> Ausgangstext
'''

In diesem Halbjahr, meine Damen und Herren, stehen aber noch auf einer anderen Ebene bedeutsame Entscheidungen an. Die Europäische Union hat sich zur Aufgabe gemacht, noch unter französischer EU-Ratspräsidentschaft, also in diesem Halbjahr, eine umfassendere Reform der Institutionen der Europäischen Union zu realisieren, um die EU-Osterweiterung möglich zu machen.

Als Vertreter des Burgenlandes, also einer der hauptbetroffenen Regionen bei der EU-Osterweiterung, spreche ich mich für dieses wichtige europäische Reformvorhaben und für die Realisierung eines neuen geeinten Europas aus.

'''

> Aufgabe
Beantworte anhand des Ausgangstexts:
1. Unter welcher EU-Ratspräsidentschaft soll die Reform der Institutionen umgesetzt werden?
2. Was soll diese Reform möglich machen?
3. Welche Region vertritt die sprechende Person?
Die Zeilen werden hier nicht gebraucht.

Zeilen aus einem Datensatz

'''

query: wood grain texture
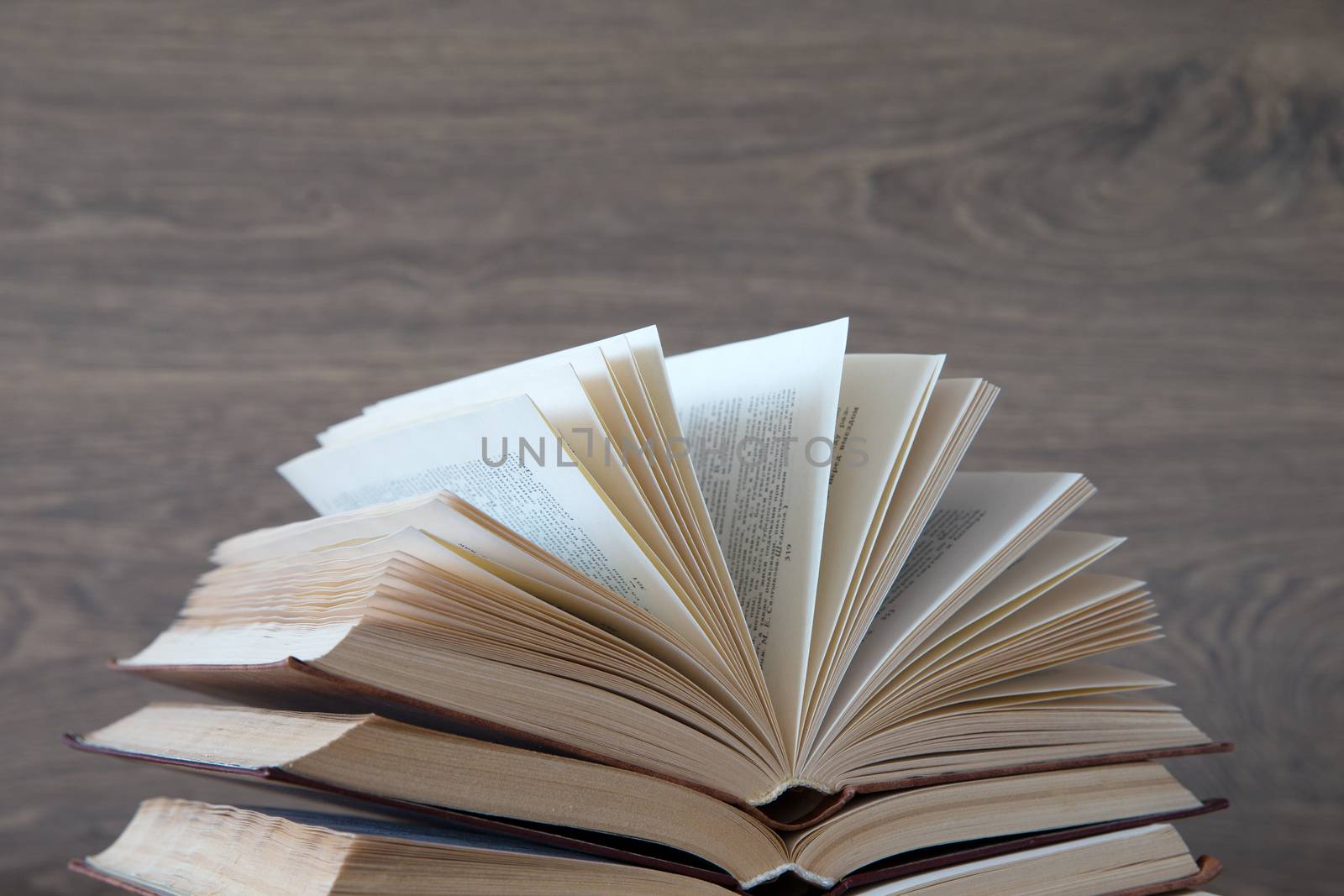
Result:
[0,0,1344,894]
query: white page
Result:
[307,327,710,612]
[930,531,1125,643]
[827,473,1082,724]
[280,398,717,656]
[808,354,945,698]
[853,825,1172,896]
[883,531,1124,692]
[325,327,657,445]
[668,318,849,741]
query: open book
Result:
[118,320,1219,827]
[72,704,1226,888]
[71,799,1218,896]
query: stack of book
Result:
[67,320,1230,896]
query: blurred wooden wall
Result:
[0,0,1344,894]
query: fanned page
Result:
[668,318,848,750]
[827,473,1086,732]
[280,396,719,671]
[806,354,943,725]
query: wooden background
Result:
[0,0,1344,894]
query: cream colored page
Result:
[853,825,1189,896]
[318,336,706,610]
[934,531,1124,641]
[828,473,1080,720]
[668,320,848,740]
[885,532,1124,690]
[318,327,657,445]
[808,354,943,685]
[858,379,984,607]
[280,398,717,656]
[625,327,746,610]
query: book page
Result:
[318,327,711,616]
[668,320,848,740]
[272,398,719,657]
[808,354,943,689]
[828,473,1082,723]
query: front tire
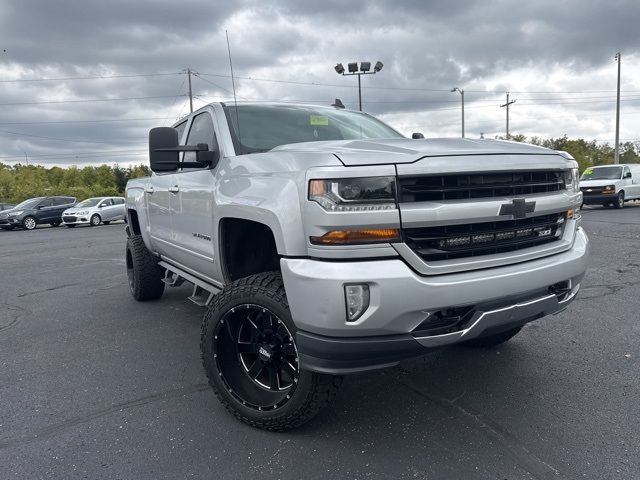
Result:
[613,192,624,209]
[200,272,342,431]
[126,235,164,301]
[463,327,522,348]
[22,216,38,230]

'''

> Lösung
1. Unter französischer EU-Ratspräsidentschaft.
2. Die EU-Osterweiterung.
3. Das Burgenland.